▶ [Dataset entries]
Segment Open
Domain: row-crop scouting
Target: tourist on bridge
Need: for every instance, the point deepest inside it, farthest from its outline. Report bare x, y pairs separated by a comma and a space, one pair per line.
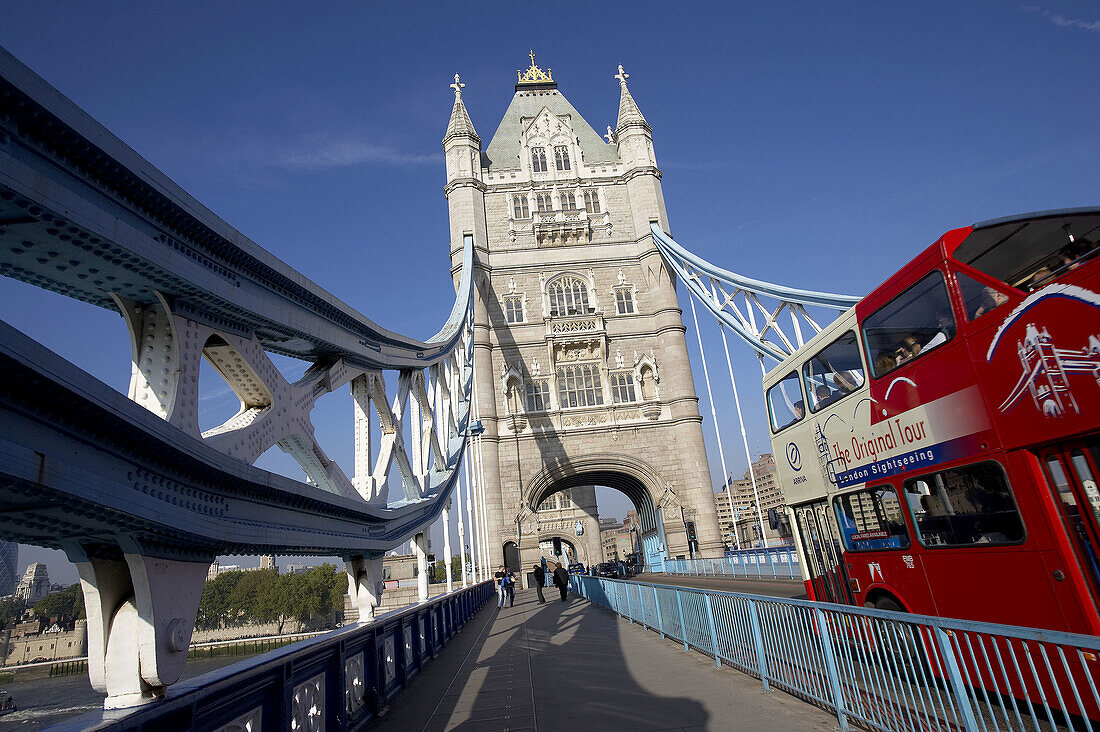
540, 580
505, 587
561, 581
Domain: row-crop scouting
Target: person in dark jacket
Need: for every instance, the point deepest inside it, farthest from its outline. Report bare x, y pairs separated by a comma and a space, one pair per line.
561, 581
540, 580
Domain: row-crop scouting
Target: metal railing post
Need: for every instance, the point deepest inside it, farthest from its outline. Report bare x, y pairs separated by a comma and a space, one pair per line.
834, 679
683, 629
657, 607
955, 677
714, 632
758, 642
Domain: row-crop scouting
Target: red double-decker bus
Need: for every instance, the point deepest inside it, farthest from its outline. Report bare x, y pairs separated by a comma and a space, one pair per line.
938, 444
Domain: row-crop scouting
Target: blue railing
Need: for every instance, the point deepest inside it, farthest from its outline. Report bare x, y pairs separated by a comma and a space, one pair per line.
339, 680
880, 669
774, 563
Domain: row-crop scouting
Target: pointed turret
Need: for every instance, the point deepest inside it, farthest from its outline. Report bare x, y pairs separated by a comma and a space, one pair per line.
460, 124
628, 109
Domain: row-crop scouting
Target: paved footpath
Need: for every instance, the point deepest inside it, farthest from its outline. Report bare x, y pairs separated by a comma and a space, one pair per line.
573, 666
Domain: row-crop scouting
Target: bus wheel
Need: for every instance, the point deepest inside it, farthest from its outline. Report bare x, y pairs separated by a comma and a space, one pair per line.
886, 602
903, 643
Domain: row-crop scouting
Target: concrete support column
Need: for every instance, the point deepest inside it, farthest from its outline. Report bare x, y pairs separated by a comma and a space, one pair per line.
420, 549
364, 585
141, 615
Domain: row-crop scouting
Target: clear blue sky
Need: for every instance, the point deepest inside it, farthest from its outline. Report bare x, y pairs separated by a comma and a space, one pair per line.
813, 144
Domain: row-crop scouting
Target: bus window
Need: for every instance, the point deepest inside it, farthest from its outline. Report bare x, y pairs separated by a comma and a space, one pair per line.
871, 520
970, 505
784, 402
910, 325
834, 372
979, 298
1029, 254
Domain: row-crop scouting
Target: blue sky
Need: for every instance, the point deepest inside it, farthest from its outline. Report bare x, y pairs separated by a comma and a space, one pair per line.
813, 144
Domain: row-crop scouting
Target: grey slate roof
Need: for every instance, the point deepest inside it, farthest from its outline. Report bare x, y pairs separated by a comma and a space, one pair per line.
503, 151
628, 110
460, 122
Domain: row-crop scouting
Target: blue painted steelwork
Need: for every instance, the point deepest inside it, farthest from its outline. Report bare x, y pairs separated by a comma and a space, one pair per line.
880, 669
653, 548
723, 286
84, 469
339, 680
774, 563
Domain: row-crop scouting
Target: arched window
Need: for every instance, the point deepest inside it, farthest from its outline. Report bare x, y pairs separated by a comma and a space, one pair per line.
561, 157
569, 296
519, 207
648, 386
579, 384
591, 201
539, 160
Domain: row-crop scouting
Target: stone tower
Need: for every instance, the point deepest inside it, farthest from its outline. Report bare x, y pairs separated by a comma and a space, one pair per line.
582, 374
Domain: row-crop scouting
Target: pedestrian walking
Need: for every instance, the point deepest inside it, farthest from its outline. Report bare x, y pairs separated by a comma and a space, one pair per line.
501, 592
508, 582
540, 580
561, 581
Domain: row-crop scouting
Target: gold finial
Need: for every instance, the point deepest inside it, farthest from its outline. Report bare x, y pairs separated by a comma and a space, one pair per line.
534, 75
458, 86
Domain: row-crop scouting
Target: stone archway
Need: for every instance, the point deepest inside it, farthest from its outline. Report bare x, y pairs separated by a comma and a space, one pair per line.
512, 556
657, 505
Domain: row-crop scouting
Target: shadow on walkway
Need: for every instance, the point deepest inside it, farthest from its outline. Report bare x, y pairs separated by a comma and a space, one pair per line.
559, 666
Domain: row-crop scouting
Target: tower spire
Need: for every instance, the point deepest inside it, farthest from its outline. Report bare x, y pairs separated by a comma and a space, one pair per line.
460, 124
628, 109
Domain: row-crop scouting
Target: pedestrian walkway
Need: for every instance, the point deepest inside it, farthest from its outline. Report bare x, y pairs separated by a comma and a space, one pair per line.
574, 666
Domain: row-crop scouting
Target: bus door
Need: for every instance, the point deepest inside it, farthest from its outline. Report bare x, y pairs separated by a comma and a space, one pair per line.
1071, 473
822, 545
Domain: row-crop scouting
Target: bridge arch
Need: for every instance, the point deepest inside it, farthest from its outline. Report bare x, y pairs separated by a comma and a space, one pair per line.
630, 476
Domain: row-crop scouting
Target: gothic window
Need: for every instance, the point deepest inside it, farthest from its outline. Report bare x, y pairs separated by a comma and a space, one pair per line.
561, 157
624, 301
623, 388
514, 308
648, 385
591, 201
538, 395
569, 296
579, 385
519, 207
539, 160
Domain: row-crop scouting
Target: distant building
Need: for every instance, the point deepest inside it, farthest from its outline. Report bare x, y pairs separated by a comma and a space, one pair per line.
35, 583
9, 563
620, 541
745, 503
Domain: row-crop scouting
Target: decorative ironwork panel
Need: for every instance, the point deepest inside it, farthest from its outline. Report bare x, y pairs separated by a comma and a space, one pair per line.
251, 721
354, 684
307, 711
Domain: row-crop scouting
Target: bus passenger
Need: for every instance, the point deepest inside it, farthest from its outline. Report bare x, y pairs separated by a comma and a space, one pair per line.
946, 325
883, 362
989, 301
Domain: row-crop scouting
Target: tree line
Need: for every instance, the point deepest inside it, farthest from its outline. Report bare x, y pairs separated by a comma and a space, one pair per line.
263, 596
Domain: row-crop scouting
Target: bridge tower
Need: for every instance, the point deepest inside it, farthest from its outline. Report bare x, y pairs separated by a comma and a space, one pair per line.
581, 364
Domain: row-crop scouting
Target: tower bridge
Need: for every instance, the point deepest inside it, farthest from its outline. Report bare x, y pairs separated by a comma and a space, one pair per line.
562, 367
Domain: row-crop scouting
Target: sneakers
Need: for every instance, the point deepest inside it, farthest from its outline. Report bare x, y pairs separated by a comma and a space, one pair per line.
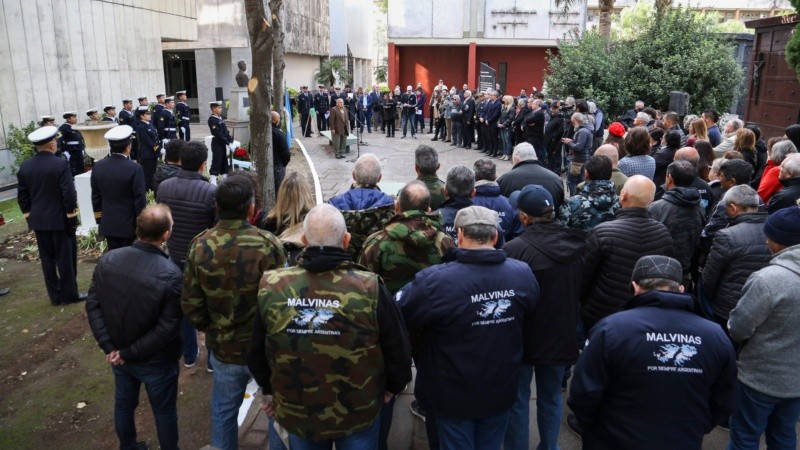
417, 410
189, 363
573, 424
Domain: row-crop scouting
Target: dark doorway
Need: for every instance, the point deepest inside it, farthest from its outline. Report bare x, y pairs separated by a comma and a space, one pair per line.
180, 73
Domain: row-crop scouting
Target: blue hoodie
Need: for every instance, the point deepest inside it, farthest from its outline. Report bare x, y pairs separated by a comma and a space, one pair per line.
654, 376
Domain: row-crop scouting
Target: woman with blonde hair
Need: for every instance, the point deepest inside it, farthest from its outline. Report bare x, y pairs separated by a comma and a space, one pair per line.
507, 115
745, 144
697, 131
293, 203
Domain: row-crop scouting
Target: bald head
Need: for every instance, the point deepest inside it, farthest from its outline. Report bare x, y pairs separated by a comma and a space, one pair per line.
414, 196
610, 152
687, 154
638, 192
367, 171
324, 227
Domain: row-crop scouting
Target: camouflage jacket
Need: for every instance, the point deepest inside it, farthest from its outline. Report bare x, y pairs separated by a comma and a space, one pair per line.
220, 284
435, 187
594, 204
334, 342
410, 242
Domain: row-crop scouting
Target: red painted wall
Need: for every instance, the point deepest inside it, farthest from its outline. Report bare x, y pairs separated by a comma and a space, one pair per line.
525, 65
430, 63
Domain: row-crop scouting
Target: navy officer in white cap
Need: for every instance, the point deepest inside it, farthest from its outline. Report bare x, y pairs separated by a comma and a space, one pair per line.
47, 198
149, 146
71, 143
183, 114
118, 191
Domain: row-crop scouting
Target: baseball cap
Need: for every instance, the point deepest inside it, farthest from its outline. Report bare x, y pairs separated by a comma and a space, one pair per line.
533, 200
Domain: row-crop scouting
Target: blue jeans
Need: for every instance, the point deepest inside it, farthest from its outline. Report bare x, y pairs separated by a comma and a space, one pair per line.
409, 119
759, 413
275, 442
548, 408
161, 383
227, 394
363, 440
472, 434
505, 133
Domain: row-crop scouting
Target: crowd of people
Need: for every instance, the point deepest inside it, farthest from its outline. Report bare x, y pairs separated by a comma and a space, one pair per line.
663, 280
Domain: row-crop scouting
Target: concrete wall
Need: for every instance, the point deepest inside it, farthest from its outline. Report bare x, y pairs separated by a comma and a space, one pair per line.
61, 55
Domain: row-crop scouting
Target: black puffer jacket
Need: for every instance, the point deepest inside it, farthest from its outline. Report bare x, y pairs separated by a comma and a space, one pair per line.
786, 197
555, 254
680, 211
737, 252
191, 199
134, 304
612, 249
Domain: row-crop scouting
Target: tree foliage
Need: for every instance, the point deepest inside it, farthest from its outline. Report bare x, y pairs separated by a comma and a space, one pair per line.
676, 53
330, 70
793, 46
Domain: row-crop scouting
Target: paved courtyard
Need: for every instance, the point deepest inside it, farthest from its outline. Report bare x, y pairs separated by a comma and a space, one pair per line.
397, 158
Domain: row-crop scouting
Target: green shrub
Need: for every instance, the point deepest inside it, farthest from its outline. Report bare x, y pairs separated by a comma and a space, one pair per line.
19, 145
676, 53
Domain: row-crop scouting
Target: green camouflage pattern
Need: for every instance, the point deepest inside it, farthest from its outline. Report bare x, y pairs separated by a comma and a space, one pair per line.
322, 344
410, 242
435, 187
596, 202
220, 284
362, 223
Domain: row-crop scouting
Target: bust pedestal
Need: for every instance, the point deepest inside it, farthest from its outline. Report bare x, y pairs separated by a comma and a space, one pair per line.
238, 120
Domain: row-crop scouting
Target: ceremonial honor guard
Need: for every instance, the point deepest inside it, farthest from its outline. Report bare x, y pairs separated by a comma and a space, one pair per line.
111, 113
221, 140
126, 117
304, 105
166, 124
70, 144
92, 115
322, 103
48, 201
118, 192
157, 111
183, 116
149, 146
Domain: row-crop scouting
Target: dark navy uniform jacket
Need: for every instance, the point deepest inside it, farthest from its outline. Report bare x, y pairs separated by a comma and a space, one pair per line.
471, 310
167, 125
656, 376
118, 195
304, 102
126, 118
322, 103
148, 141
219, 130
182, 110
156, 114
46, 192
71, 140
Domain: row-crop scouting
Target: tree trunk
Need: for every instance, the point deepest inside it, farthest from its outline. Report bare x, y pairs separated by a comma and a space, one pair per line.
278, 51
259, 89
604, 27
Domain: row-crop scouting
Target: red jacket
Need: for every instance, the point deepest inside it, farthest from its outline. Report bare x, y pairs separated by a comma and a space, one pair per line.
769, 181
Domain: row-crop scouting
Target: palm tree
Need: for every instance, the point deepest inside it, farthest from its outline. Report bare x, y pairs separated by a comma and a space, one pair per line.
329, 71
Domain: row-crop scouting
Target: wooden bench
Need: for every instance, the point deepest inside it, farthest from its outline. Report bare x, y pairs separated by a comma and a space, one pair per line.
352, 139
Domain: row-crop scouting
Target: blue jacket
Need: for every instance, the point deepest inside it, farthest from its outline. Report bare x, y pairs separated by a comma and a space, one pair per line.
470, 310
359, 198
655, 376
488, 195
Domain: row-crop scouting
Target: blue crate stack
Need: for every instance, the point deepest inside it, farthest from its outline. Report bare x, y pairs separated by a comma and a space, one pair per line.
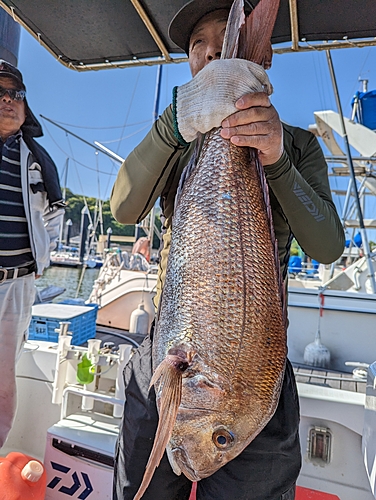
46, 319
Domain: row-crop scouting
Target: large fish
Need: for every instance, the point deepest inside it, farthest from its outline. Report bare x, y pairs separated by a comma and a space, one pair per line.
219, 348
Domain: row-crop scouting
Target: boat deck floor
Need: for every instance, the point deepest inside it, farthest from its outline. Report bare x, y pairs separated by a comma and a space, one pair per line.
334, 379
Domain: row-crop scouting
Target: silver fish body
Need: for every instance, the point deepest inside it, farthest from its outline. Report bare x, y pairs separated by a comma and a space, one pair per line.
221, 319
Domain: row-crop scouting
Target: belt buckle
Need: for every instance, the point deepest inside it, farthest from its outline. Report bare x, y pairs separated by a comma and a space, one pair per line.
5, 271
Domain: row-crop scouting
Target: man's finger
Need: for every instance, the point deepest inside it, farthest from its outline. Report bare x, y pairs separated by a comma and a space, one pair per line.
253, 99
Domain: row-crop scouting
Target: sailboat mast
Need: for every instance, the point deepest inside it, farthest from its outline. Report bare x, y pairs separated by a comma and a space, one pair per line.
363, 231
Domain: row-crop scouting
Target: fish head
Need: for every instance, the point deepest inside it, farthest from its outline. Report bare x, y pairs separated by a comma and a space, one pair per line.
203, 441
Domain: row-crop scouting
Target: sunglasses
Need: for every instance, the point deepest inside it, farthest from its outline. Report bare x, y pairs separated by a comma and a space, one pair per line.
14, 94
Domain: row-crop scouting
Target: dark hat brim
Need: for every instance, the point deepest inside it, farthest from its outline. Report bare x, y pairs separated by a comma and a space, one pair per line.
187, 17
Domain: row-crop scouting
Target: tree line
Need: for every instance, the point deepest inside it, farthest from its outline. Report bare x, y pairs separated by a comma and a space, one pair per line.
75, 204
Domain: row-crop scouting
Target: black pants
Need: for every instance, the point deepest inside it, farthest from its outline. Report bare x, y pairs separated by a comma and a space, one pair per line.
266, 470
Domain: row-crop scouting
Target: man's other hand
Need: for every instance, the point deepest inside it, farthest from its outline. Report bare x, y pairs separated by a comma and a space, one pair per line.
256, 125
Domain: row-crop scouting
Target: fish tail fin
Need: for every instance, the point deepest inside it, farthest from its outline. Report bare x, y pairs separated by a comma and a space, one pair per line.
169, 374
255, 34
235, 20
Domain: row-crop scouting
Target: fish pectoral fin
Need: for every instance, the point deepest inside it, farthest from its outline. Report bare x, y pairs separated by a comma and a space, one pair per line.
169, 374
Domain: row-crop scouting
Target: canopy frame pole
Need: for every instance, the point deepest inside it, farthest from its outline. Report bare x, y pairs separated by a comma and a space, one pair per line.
158, 40
294, 24
362, 228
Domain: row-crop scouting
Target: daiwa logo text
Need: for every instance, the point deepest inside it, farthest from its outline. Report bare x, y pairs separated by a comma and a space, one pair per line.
308, 203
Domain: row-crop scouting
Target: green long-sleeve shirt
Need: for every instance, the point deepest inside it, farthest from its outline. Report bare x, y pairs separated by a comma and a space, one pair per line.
300, 196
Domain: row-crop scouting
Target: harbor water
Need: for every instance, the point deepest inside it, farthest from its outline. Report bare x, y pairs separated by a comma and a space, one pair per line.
77, 282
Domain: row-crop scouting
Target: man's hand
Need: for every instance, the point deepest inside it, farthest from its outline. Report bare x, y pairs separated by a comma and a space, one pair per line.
201, 104
256, 125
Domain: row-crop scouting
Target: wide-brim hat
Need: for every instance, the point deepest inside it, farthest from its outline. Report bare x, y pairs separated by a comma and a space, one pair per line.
188, 16
31, 125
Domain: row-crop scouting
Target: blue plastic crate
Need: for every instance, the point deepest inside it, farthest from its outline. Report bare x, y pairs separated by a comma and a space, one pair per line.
46, 319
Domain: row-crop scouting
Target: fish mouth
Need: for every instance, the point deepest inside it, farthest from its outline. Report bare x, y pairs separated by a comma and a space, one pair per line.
180, 462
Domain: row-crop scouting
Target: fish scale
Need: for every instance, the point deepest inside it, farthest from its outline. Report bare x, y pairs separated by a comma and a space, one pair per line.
219, 347
221, 302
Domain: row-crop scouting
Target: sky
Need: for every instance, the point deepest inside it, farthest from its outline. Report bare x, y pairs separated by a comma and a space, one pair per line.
115, 107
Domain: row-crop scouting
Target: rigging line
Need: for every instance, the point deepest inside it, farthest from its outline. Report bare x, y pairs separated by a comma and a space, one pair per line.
99, 185
102, 128
130, 104
72, 158
127, 136
360, 72
79, 181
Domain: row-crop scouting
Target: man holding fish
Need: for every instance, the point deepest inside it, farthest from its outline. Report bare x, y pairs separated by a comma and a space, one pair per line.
253, 452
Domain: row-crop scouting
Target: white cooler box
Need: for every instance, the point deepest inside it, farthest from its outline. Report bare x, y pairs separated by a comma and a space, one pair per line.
79, 458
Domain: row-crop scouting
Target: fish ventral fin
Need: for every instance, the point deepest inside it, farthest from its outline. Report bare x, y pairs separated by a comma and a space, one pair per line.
169, 375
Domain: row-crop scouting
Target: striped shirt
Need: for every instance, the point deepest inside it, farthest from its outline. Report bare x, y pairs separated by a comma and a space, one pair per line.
15, 248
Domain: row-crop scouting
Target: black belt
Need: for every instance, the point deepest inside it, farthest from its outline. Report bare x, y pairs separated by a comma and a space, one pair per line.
16, 272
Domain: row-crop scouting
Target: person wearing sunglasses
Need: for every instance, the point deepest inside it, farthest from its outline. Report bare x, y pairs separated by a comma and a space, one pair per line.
31, 212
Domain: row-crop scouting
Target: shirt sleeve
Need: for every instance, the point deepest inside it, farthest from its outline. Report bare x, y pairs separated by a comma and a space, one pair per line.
144, 173
303, 191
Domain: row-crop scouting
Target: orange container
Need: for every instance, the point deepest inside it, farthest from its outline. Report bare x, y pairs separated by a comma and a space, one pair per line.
21, 478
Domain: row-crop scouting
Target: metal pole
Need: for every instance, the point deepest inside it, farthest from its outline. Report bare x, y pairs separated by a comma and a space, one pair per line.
363, 231
157, 93
84, 230
109, 232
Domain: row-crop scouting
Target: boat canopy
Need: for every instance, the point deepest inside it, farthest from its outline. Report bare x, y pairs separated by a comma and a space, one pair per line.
97, 34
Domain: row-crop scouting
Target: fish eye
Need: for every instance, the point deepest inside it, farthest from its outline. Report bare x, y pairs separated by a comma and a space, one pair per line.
223, 439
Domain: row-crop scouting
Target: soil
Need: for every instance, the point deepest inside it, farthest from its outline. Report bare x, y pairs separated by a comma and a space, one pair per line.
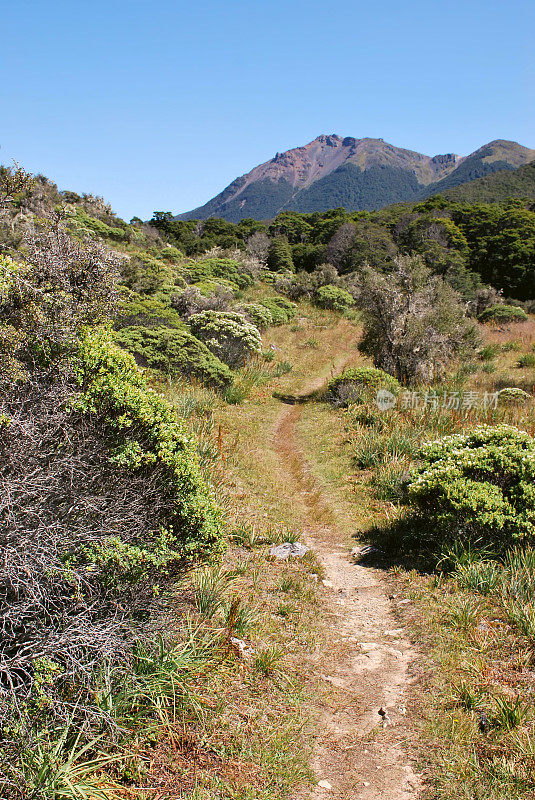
370, 662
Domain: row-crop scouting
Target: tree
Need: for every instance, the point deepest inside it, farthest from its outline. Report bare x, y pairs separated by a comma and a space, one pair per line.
280, 255
414, 322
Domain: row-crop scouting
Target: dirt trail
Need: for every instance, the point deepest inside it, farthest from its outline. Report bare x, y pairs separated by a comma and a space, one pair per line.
368, 660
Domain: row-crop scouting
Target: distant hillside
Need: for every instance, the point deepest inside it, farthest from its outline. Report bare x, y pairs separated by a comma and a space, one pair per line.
503, 185
359, 174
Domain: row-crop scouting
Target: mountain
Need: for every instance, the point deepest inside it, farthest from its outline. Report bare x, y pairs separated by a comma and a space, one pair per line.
503, 185
332, 171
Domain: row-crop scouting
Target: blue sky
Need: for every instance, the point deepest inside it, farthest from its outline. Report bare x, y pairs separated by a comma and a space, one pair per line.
158, 106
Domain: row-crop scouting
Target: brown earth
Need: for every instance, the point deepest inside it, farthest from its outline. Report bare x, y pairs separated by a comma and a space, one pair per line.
369, 662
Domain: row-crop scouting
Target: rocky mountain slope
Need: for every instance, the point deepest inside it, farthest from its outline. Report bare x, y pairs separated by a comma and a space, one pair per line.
332, 171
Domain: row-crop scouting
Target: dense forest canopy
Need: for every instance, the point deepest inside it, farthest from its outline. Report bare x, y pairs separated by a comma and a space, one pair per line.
493, 241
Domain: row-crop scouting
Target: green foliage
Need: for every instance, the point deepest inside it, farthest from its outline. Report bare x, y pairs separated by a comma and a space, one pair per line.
280, 255
82, 221
225, 269
360, 385
489, 352
526, 360
477, 486
175, 352
259, 314
513, 396
497, 187
228, 335
281, 309
145, 435
502, 313
333, 298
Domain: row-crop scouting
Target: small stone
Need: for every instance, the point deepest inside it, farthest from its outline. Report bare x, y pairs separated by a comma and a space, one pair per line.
367, 647
288, 550
241, 648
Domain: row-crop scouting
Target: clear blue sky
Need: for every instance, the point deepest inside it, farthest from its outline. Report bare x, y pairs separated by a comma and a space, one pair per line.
159, 105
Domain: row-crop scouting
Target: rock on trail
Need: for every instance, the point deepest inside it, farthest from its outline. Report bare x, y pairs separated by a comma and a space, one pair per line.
363, 738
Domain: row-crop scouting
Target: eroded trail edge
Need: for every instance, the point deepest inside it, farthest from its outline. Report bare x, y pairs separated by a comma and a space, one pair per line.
369, 661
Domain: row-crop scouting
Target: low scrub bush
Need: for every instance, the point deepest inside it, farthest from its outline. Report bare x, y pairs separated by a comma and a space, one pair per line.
258, 314
333, 298
503, 313
489, 352
513, 396
360, 385
227, 269
281, 309
174, 352
526, 360
228, 335
477, 486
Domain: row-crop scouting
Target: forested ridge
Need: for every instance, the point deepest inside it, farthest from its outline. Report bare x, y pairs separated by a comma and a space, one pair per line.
153, 641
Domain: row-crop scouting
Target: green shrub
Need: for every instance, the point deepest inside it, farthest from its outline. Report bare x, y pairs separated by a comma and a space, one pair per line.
145, 435
360, 384
503, 313
477, 486
259, 314
227, 335
282, 368
83, 221
175, 352
333, 298
526, 360
513, 396
281, 309
227, 269
489, 352
279, 258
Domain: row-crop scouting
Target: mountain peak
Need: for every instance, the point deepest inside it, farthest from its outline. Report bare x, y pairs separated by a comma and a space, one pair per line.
365, 173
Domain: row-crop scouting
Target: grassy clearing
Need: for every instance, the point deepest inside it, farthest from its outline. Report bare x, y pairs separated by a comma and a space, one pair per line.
472, 612
249, 735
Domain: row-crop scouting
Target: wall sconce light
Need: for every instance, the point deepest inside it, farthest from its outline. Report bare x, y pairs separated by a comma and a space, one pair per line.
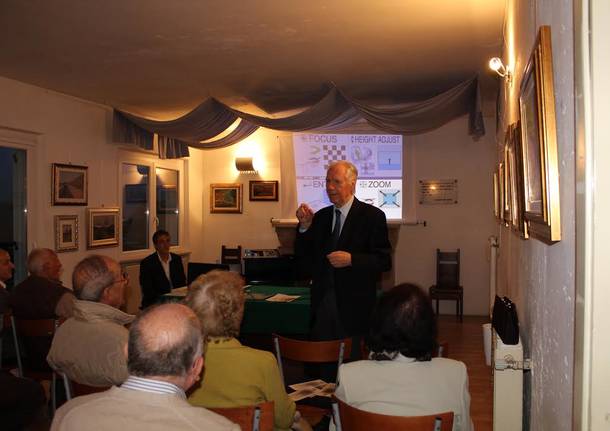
Segment Closed
▶ [Work required] Could you transcribe the entries above word for word, from the line with "Target: bust pedestal" down to the line with "Target: dark navy uniform jacket", keeping both?

▶ [Result of the exercise]
Target: bust pedestal
Need: for every instance, the point deepest inside it, farthest from its outline. Report bare x, y pairs separated by a comma and a space, one pair per line.
238, 120
Domain: row-crop scouting
Target: ceremonial honor guard
Need: for every instance, the point deepest inside it, farthest from its outline. Report bare x, y pairs separated by a comma and a space, one pair per line.
111, 113
221, 140
126, 117
304, 105
166, 124
70, 144
92, 115
322, 103
48, 201
118, 192
157, 111
183, 116
149, 146
Domain: row-crop scouting
Target: dark navy uniform jacket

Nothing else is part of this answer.